→ Records to use
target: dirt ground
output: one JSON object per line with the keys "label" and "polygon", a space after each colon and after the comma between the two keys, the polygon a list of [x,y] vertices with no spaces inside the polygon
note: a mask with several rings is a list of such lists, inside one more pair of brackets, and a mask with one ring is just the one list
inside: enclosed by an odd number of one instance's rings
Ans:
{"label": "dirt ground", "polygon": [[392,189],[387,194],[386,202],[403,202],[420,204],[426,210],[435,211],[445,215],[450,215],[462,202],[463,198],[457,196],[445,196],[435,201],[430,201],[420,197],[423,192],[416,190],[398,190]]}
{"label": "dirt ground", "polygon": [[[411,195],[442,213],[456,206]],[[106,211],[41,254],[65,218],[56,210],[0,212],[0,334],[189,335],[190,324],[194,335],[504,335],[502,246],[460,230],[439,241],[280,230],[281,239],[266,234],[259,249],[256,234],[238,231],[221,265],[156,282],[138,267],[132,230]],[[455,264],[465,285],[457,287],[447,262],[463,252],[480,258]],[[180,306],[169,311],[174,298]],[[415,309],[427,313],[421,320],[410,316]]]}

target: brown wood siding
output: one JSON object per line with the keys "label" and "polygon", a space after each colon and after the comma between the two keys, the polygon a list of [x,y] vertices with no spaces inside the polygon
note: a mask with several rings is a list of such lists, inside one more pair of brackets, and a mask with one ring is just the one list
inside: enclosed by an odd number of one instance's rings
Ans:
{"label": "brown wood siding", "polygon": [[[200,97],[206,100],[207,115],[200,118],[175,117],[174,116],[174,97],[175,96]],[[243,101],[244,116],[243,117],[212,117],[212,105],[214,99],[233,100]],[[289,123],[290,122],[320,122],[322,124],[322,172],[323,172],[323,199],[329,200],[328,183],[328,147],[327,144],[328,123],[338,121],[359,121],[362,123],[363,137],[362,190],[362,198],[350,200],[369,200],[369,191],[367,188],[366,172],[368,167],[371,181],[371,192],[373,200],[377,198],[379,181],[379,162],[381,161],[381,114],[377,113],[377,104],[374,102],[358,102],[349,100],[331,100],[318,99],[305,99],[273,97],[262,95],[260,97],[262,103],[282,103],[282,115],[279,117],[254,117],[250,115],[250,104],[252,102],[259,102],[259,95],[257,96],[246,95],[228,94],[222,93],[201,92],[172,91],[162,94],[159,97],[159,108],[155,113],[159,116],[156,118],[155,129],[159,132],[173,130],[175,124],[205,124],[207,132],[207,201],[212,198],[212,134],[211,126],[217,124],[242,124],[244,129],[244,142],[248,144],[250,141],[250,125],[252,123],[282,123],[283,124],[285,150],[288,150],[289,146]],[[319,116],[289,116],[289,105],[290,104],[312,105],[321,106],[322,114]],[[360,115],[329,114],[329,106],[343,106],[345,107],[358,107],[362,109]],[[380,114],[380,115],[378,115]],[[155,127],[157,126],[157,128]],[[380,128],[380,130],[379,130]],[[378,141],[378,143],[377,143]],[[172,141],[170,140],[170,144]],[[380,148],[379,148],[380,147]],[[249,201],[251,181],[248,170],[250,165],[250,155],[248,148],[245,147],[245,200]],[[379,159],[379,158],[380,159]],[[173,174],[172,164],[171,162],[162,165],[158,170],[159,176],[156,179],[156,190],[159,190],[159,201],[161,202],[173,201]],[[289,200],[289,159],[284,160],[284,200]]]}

→ Exercise requirements
Print the entire listing above again, line for line, without altering any character.

→ Complete answer
target: dirt ground
output: one JSON object per line with the keys "label" and "polygon", a space after each colon and after the comma between the two keys, the polygon a list of [x,y] vertices with no spaces inside the polygon
note: a mask with several rings is a list of such lists, inside one more pair of brackets, and a mask with one ring is just the one list
inside: enclosed by an odd number of one instance's rings
Ans:
{"label": "dirt ground", "polygon": [[392,189],[387,194],[386,202],[403,202],[420,204],[426,210],[435,211],[445,215],[450,215],[462,202],[463,198],[457,196],[445,196],[435,201],[430,201],[420,197],[423,192],[416,190],[398,190]]}
{"label": "dirt ground", "polygon": [[[411,195],[442,213],[456,206]],[[106,211],[41,254],[65,218],[56,210],[0,212],[0,334],[189,335],[190,324],[194,335],[504,335],[502,246],[460,230],[439,241],[280,230],[281,239],[266,234],[259,249],[256,234],[238,231],[221,265],[156,282],[138,267],[132,230]],[[455,264],[465,285],[457,287],[447,262],[463,252],[480,258]],[[180,306],[169,311],[174,298]],[[415,309],[427,313],[421,320],[410,316]]]}

target: brown wood siding
output: one JSON object per line with the keys "label" and "polygon", a space after each colon and after the comma between the two keys, the polygon a list of [x,y] vertices with no spaces inside the polygon
note: a mask with several rings is a list of such lists, inside one more pair of brackets, and a mask with one ring is just the one list
inside: enclosed by an odd number of one instance's rings
Ans:
{"label": "brown wood siding", "polygon": [[[200,97],[206,100],[207,115],[200,118],[175,117],[174,116],[174,97],[175,96]],[[243,101],[244,116],[243,117],[212,117],[212,105],[214,99],[233,100]],[[289,123],[290,122],[320,122],[322,124],[322,172],[323,172],[323,199],[329,200],[328,183],[328,147],[327,144],[328,123],[338,121],[359,121],[362,123],[363,137],[362,190],[362,198],[350,200],[369,200],[369,191],[367,188],[366,172],[368,167],[371,181],[371,192],[373,200],[377,198],[379,181],[379,162],[381,161],[381,114],[377,113],[377,104],[374,102],[358,102],[349,100],[331,100],[318,99],[305,99],[273,97],[262,95],[260,97],[262,103],[282,103],[282,115],[279,117],[254,117],[250,115],[250,104],[252,102],[259,102],[259,95],[257,96],[246,95],[228,94],[222,93],[201,92],[172,91],[162,94],[159,97],[159,108],[155,113],[159,116],[156,118],[155,129],[159,132],[173,130],[175,124],[205,124],[207,132],[207,201],[212,198],[212,134],[211,126],[217,124],[242,124],[244,129],[244,142],[248,144],[250,141],[250,125],[252,123],[282,123],[283,124],[285,150],[288,150],[289,146]],[[319,116],[289,116],[289,105],[290,104],[312,105],[321,106],[322,114]],[[360,115],[329,114],[329,106],[343,106],[345,107],[358,107],[362,109]],[[380,114],[380,115],[378,115]],[[155,127],[157,126],[157,128]],[[380,128],[380,130],[379,130]],[[378,141],[378,143],[377,143]],[[172,141],[170,140],[170,144]],[[380,148],[379,148],[380,147]],[[249,201],[251,181],[248,170],[250,165],[250,155],[248,148],[245,147],[245,200]],[[379,159],[379,158],[380,159]],[[173,174],[172,164],[171,162],[162,165],[158,170],[159,176],[156,179],[156,190],[159,190],[159,201],[161,202],[173,201]],[[289,200],[289,159],[284,160],[284,200]]]}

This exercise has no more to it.